(WORK REQUIRED)
Substitute "optional spending" for "discretionary spending" and write out the part of the article on executives and earnings targets starting with "In one of their" and going on through "the present quarter.".

(DOCUMENT SEGMENT)
April 14, 2004
Tracking the Numbers
Street Sleuth: Corner Office
Managers' Focus Is to Hit
Targets, Smooth Earnings,
Sacrificing Future Growth
By JUSTIN LAHART
Staff Reporter of THE WALL STREET
Given the choice between hitting earnings expectations and missing them
in order to improve their long-term financial health, most U.S. companies
would go for the short-term target.
So say the results of a survey by professors at Duke University's Fuqua
School of Business and the University of Washington.
In an effort to determine the degree to which companies will use legal
accounting actions to smooth earnings and meet analyst estimates,
professors Campbell Harvey and John Graham of Duke and Shiva Rajgopal of
the University of Washington surveyed financial executives at 401 firms
late last year and conducted extensive interviews with 20 senior
executives. To the professors' surprise, the financial officers were eager
to talk about how companies would forgo projects that would give them
economic gain in order to put a finer gloss on earnings.
"The thing that stunned us was that they were so up front about taking
these real economic decisions to manage earnings," Mr. Harvey says.
Targets vs. Health
What would you do to meet analysts' earnings expectations for your
company? See how 401 financial executives
responded to a scenario posed to them by professors at Duke University's
Fuqua School and the University of Washington.
In one of their survey questions, the researchers presented the
executives with a situation where earnings may come in below their
company's desired target and presented them with a choice of actions they
could take. Close to 80% said they would decrease discretionary spending on
items like research, advertising and maintenance to meet the target, while
more than half said they would put off starting a new project even if that
meant a small sacrifice in value.
Another question presented a situation wherein a new opportunity arose
late in the quarter that would generate a rate of return well in excess of
a company's cost of capital -- in other words, it would boost long-term
profitability -- but it would detract from earnings in the present quarter.
If taking on the project meant earnings would slip to just meeting, rather
than exceeding, analysts' consensus estimate, 80% of companies said they
would pursue it. Apparently, beating estimates -- not just meeting them --
is a priority at some firms. If taking on the project meant missing the
estimate, rather than meeting it, just 59% of respondents would go forward
In the interviews, conducted by Mr. Harvey and Mr. Graham, company
executives gave concrete examples of ways in which they had sacrificed the
long-term health of the company in order to meet analyst estimates. One
spoke of having the financing available for six valuable projects, but only
going forward with three in order to ensure that analyst earnings
expectations were met. Falling short of expectations, this executive said,
would put his job in jeopardy.

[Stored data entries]
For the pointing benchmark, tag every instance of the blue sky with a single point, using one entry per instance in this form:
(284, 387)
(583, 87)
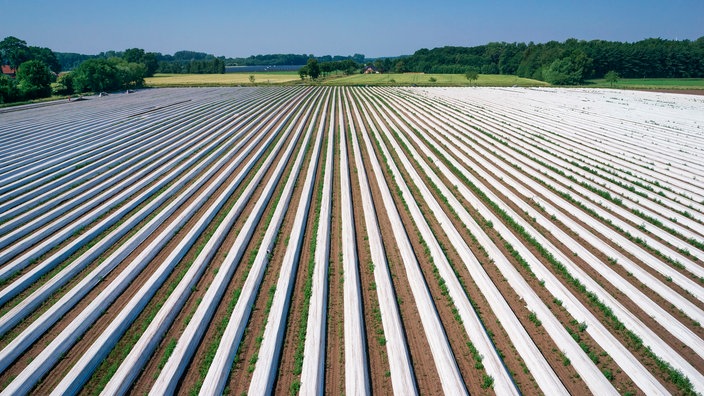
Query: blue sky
(382, 28)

(TASK SOLUTION)
In one of their survey questions, the researchers presented the
executives with a situation where earnings may come in below their
company's desired target and presented them with a choice of actions they
could take. Close to 80% said they would decrease optional spending on
items like research, advertising and maintenance to meet the target, while
more than half said they would put off starting a new project even if that
meant a small sacrifice in value.
Another question presented a situation wherein a new opportunity arose
late in the quarter that would generate a rate of return well in excess of
a company's cost of capital -- in other words, it would boost long-term
profitability -- but it would detract from earnings in the present quarter.